EXERCISE PROMPT
For every record that follows, write out the text exactly and omit the picture, if one is present.

##### RECORDS FOR THE EXERCISE #####

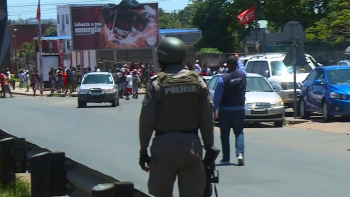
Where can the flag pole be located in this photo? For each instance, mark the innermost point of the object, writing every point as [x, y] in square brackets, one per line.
[256, 26]
[40, 50]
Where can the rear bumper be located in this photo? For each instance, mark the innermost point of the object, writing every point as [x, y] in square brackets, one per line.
[97, 98]
[288, 96]
[339, 107]
[272, 115]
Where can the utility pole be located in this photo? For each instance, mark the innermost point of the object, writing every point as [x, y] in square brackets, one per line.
[256, 26]
[14, 35]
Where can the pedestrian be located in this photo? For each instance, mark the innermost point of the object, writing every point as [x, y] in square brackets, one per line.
[122, 84]
[136, 84]
[129, 85]
[175, 106]
[52, 80]
[26, 79]
[21, 78]
[229, 99]
[37, 85]
[5, 86]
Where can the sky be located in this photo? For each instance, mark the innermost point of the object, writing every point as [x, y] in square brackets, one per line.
[27, 8]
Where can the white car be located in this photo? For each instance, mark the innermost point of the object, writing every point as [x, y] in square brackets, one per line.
[263, 104]
[279, 75]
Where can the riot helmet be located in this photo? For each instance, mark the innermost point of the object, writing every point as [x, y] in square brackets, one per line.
[171, 50]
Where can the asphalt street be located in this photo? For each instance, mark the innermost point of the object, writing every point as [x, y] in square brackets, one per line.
[283, 162]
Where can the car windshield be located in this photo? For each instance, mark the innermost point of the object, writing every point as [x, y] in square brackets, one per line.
[279, 68]
[98, 79]
[341, 76]
[258, 84]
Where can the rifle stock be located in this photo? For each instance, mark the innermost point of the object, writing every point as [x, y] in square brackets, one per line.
[212, 174]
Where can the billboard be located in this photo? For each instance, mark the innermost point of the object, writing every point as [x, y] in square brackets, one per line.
[115, 26]
[49, 61]
[5, 56]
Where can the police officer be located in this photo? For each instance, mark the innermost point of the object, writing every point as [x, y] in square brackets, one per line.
[176, 105]
[229, 98]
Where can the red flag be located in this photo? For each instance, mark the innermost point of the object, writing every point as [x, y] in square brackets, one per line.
[247, 16]
[38, 13]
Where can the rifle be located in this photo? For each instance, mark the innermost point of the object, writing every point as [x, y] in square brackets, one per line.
[212, 174]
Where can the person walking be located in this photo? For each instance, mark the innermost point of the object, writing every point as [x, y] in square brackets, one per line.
[129, 86]
[229, 99]
[176, 105]
[136, 84]
[21, 78]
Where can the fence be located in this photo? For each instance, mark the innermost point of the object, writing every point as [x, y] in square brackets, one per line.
[54, 174]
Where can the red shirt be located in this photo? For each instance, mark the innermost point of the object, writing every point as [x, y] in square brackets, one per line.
[65, 79]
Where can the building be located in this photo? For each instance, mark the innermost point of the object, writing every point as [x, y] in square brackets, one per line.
[19, 34]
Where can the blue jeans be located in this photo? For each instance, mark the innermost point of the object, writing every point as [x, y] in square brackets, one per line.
[231, 119]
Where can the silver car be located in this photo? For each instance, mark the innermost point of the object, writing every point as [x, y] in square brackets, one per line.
[98, 87]
[263, 104]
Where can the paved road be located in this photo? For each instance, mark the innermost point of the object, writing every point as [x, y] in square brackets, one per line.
[283, 162]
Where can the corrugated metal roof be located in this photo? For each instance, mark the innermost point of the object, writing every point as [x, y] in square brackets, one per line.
[178, 31]
[54, 38]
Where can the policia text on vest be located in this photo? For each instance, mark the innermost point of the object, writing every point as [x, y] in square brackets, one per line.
[180, 89]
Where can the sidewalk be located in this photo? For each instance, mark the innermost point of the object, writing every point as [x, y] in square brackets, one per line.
[47, 92]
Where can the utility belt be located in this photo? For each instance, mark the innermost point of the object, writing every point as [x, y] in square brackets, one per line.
[193, 131]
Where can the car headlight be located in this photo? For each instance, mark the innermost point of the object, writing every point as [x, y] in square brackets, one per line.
[289, 85]
[109, 90]
[278, 103]
[336, 95]
[83, 91]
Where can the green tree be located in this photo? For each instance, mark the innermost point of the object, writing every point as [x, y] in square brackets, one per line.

#####

ANSWER TO THE EXERCISE
Where can the flag pole be located in this photo? For each instance, mark the innermost point of the object, writing every point as [x, y] in square brackets, one per line.
[256, 26]
[40, 50]
Where can the rear bumper be located in this photo? For each instance, mark the innermost point of the object, writing every point as [x, y] in square brackets, one per line.
[97, 98]
[288, 96]
[339, 107]
[272, 115]
Where can the utility pole be located in this photo? For each instance, mark the innermost point of the object, writing every point as [x, y] in square brackets, one per line.
[256, 26]
[14, 35]
Where can the pedestrian be located in this photo? For each instance, mark the innermost point of the object, writing every point as [x, y] in square brackets, one per line.
[122, 84]
[136, 84]
[129, 85]
[175, 106]
[52, 80]
[26, 79]
[21, 78]
[229, 99]
[37, 85]
[5, 86]
Where can the sky be located in this photo? For each instance, mark the innermost point of the object, writing every point as [x, y] in square brackets, one per line.
[27, 8]
Where can the white car be located in this photo? For each instance, mark the innermost point of the object, writing every point as [x, y] in square brackets, one per line.
[263, 104]
[279, 75]
Where can the riot helmet be located in this photo? For each instance, mark the innermost point of the object, writing every point as [x, y] in square brackets, one per line.
[171, 50]
Where can the asphalt street be located in this photo? For each instance, mark the innermost point of the object, writing every point as [x, y] in square brackets, one per line.
[283, 162]
Where can the car windshield be located in this photo? For each instance, mark the innermost point of the object, writing every point as [x, y] in square brackets, one per line.
[279, 68]
[98, 79]
[341, 76]
[258, 84]
Where can the rifle stock be located in this photo? For each instance, mark the innermost point of the object, writing every point as [x, y] in square brackets, one per line.
[212, 174]
Where can the billboard be located in this photo? For each instance, mark the innermost point of the object, writing every point as [x, y] in square brackets, one per line.
[115, 26]
[49, 61]
[5, 56]
Where can the police officer be located in this photo? For each instance, mark the innermost point of the object, writing every point as [x, y] in square brackets, one per line.
[176, 105]
[229, 98]
Where can the red flag be located in this photo? For each instance, mark the innermost point of the object, writing every point as [x, y] in square brackets, one per line.
[247, 16]
[38, 13]
Where can the rifle be located in this photo? For each instance, mark the innermost point of the object, writing every point as [x, y] in square brackets, one per line.
[212, 174]
Where can the person walking be located in this photo? For each instance, mark the innermost point of the object, writing every point as [x, y] in square brackets, one per line.
[129, 86]
[229, 99]
[176, 105]
[136, 84]
[21, 78]
Where can the fence be located in this photo? For each instance, mark the innermost point of the object, writing every point as [x, y] in square brackets, one per line.
[54, 174]
Where can the red shirt be located in this photo? For each instance, mark the innermost point of the object, writing every point as [x, y] in square brackets, one per line.
[65, 79]
Where can the building be located in this photo? For each instance, mark the innermost point of the object, writing every point as [x, y] in square brackets, one per line.
[19, 34]
Where can the blue jeans be located in this photo? For each instance, mark the innermost point of the object, writing every point as [x, y] in square brackets, one per line.
[231, 119]
Where can the silver car be located in this photo? For each instance, mark the innermost point of the object, writing every point as [x, y] in square brackets, one per line.
[98, 87]
[263, 104]
Where can the paved road be located in this photo? For each instance, mark the innermost point of the object, writing every point as [x, y] in square brackets, one per line.
[283, 162]
Where can the corrugated metal roof be located in this photo? For each instance, mark the innermost point of the object, writing every point as [x, y] in square brackets, one per line.
[178, 31]
[54, 38]
Where can the policia text on vest be located in this photo? For each instance, mark the innermost point of the object, writing every point as [x, y] in square brackets, one per line.
[180, 89]
Where can the sidewalk be located in this photo? For each instance, mark the innermost point of the object, writing every point as [x, y] in square brackets, one per line.
[47, 92]
Where can the utility belt be located in this photo? For each instance, mark the innermost point of the object, writing every point as [x, y] in square brackets, one per line.
[193, 131]
Where can the car headlight be located in this photo? For each instance, mark the innermost point of the object, writing every point as [x, y] in square brackets, one per line.
[289, 85]
[109, 90]
[278, 103]
[336, 95]
[83, 91]
Where can the green tree be located in this photo? For each instance, mark the innermost point of the object, writing every point as [x, y] in square brackets, one per line.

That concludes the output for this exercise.